> _Problem to work on_: Render every line of the listing below as a numbered list, omitting any blank lines.

Data entries
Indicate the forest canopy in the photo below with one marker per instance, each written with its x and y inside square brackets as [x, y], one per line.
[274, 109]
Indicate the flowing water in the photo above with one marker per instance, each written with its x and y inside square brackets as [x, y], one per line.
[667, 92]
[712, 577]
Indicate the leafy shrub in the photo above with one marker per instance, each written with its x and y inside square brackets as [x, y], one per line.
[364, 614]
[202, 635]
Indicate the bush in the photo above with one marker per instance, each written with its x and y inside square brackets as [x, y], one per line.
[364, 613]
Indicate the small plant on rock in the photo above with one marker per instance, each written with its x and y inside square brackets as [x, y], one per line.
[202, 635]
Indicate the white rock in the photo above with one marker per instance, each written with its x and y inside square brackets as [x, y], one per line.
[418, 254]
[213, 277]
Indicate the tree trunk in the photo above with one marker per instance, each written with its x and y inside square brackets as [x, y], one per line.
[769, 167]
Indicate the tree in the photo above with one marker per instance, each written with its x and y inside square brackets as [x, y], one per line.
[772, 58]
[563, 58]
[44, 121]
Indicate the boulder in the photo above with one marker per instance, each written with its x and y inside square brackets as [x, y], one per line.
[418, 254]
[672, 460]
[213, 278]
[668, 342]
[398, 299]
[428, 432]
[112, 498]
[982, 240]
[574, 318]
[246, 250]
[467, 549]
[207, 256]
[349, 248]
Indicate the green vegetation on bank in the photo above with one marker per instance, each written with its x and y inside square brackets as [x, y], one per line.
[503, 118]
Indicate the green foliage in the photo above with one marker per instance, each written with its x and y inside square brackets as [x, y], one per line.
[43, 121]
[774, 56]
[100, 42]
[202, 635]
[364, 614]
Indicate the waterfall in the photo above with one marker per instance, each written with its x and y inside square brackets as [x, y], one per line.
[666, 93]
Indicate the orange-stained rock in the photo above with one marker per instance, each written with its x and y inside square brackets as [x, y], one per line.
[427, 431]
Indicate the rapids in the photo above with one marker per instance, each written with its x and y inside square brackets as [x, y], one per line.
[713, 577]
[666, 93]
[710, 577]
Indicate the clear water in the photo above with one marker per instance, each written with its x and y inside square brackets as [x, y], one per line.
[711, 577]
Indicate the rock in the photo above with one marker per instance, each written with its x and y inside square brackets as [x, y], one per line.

> _Final result_:
1. Indicate the forest canopy in the photo below with one marker per instance, each written with its x and y inside square brackets as [x, y], one per line.
2. [274, 109]
3. Indicate the flowing water in the photo above with one marker per instance, each written with its x and y inside square brackets as [x, y], one per line.
4. [667, 92]
5. [712, 577]
6. Indicate the leafy shrub in the photo above with one marker per instance, each written with its x and y inside square brackets as [x, y], one per line.
7. [364, 614]
8. [202, 635]
9. Indicate the bush in the photo above with one marker per instance, each written with its x and y inside square brackets as [x, y], one per line.
10. [364, 613]
11. Indicate the small plant on rock in the photo above with one marker per instance, each written with its x and y inside square brackets as [x, y], one per line.
12. [202, 635]
13. Indicate the white rock in the photo above with one marker per instance, each written with its x and y inside square brackets as [x, y], one per line.
14. [418, 254]
15. [213, 277]
16. Indicate the tree trunk in the photo above with one marker per instance, each written with its x and y inside square brackets as [x, y], one per line.
17. [769, 167]
18. Indicate the tree in the photo above with one marker per instance, each written with its x and y inside square brackets as [x, y], one per line.
19. [772, 58]
20. [563, 58]
21. [44, 121]
22. Indicate the boulder in the photo above with one marker per instance, each written with its x and y inside square brackets as [x, y], one per line.
23. [418, 254]
24. [672, 460]
25. [213, 278]
26. [668, 342]
27. [398, 299]
28. [428, 432]
29. [112, 498]
30. [982, 240]
31. [574, 318]
32. [246, 250]
33. [467, 549]
34. [207, 256]
35. [349, 248]
36. Indicate the green vegetation on bank in the photo above with one marker per instance, each written with its x and y inside square brackets as [x, y], one per line.
37. [503, 118]
38. Indicate the green foliage in the photo above with one marker per instance, each written with its x and y inside square brackets as [x, y], one per line.
39. [43, 121]
40. [774, 56]
41. [100, 42]
42. [202, 635]
43. [364, 614]
44. Indicate the waterfall in the photo above with one marker per instance, each written with its x and y inside square brackets as [x, y], one per line.
45. [666, 93]
46. Indicate the orange-stained rock in the photo above with one marker per instance, each written with its x and y inside square brackets as [x, y], one per line.
47. [427, 431]
48. Indicate the rapids in the photo above with one marker per instance, each written with its x and y inside square brackets as [x, y], one per line.
49. [713, 577]
50. [666, 93]
51. [710, 577]
52. Indicate the clear water in the photo above with one marker per instance, each written with its x and y inside square brackets as [x, y], one per line.
53. [711, 577]
54. Indicate the rock in the photo above with one marker per instance, each written with its x and y inside square brackets as [x, y], one per line.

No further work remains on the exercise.